Lines from a box labeling dataset:
** BEGIN **

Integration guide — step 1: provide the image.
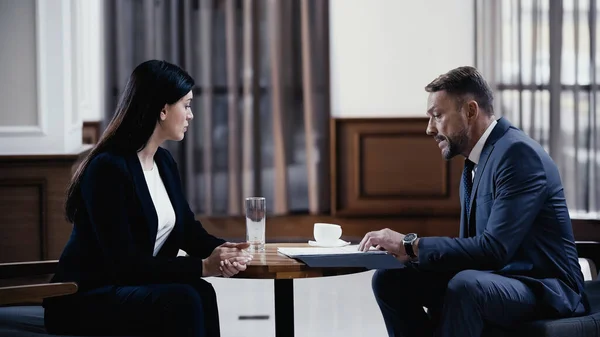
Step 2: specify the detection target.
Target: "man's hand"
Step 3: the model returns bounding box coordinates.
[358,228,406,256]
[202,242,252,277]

** END **
** BEGIN **

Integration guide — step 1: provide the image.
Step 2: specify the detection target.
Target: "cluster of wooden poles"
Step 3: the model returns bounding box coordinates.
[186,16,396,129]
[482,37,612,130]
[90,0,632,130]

** END **
** BEGIN **

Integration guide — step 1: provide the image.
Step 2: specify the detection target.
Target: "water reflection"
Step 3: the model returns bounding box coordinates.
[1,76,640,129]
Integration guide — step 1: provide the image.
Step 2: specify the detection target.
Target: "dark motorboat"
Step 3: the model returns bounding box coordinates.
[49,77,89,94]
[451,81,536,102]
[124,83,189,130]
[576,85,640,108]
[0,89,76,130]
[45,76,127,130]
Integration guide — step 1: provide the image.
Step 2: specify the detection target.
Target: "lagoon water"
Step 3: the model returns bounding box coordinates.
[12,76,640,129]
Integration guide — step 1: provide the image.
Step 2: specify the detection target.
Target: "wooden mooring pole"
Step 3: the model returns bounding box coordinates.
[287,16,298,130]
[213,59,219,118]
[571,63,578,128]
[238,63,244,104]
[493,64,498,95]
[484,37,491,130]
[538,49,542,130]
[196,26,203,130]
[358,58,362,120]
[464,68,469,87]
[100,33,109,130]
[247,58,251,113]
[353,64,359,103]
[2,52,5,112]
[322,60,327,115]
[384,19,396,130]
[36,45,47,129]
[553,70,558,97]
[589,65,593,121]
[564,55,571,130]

** END **

EXERCISE OBJECTIVE:
Report how many of the lines above contain the string "wooden", treating case as significant. Give only the number.

COMPLETE OUTPUT:
2